Can you print, word for word, the lines of the listing below between the line containing "Task: indicate the collar" and the line containing "x=85, y=143", inclusive?

-- begin --

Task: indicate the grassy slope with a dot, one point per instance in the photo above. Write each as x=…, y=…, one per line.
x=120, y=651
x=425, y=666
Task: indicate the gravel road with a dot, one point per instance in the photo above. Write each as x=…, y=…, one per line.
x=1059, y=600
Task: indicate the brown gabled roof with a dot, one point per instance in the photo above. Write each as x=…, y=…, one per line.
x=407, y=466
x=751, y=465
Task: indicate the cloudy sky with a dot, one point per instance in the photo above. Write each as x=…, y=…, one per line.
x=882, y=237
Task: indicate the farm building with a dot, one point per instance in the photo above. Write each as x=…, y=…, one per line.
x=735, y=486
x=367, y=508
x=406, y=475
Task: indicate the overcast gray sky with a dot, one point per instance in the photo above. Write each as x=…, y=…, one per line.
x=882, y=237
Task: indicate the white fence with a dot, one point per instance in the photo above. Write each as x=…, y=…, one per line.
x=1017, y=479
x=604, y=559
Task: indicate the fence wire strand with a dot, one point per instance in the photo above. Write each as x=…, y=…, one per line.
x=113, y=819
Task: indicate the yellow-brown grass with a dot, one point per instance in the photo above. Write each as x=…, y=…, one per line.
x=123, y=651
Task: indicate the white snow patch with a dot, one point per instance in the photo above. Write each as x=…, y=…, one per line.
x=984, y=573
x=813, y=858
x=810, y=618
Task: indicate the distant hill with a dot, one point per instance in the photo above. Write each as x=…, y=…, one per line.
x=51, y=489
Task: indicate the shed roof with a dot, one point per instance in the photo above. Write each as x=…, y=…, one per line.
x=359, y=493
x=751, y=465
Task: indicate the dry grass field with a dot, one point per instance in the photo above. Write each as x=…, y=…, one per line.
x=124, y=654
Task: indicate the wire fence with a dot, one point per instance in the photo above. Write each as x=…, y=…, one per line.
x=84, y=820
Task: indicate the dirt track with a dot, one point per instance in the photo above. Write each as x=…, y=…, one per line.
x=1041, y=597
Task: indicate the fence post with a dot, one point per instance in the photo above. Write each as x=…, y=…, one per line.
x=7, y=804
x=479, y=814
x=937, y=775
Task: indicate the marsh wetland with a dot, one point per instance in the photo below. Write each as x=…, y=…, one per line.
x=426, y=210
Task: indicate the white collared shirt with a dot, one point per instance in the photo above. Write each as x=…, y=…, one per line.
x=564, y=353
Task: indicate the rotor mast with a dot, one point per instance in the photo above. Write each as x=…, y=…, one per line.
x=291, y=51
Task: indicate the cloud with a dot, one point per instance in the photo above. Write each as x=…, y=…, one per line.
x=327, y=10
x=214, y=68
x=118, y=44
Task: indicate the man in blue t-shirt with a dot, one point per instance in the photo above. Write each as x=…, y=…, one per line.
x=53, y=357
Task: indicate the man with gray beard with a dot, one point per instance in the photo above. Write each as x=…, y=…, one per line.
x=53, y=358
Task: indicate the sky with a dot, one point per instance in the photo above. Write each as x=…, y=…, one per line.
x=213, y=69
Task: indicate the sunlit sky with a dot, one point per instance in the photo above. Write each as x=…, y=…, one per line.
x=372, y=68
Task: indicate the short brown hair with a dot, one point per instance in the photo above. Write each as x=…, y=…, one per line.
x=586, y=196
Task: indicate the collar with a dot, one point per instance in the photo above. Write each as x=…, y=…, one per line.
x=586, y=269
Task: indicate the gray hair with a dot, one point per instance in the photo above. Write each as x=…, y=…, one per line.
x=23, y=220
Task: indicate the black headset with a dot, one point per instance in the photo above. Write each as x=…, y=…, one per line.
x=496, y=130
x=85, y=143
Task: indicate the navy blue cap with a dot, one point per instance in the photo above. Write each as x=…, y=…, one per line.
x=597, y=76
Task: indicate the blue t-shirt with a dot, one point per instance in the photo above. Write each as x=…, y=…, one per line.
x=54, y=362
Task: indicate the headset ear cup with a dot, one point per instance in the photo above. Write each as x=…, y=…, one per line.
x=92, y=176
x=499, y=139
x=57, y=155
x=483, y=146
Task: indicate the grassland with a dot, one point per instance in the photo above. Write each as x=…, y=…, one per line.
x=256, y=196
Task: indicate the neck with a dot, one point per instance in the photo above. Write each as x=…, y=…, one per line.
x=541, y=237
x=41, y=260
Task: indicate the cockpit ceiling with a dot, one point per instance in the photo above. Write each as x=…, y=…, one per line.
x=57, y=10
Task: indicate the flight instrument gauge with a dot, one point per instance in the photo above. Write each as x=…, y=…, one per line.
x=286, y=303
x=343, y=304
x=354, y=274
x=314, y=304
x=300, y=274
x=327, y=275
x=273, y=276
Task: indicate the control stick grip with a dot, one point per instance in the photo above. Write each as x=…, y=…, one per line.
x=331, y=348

-- end --

[RESULT]
Task: indicate the collar with a dot, one point per instance in the photo above. Write each as x=…, y=…, one per line.
x=586, y=269
Task: indicate the gray hair with a dot, one point per instance in the photo above. Write each as x=…, y=…, one per line.
x=23, y=220
Task: indicate the black headset with a dot, one point per instance in the photo above. Write each as x=…, y=…, one per line.
x=496, y=130
x=85, y=143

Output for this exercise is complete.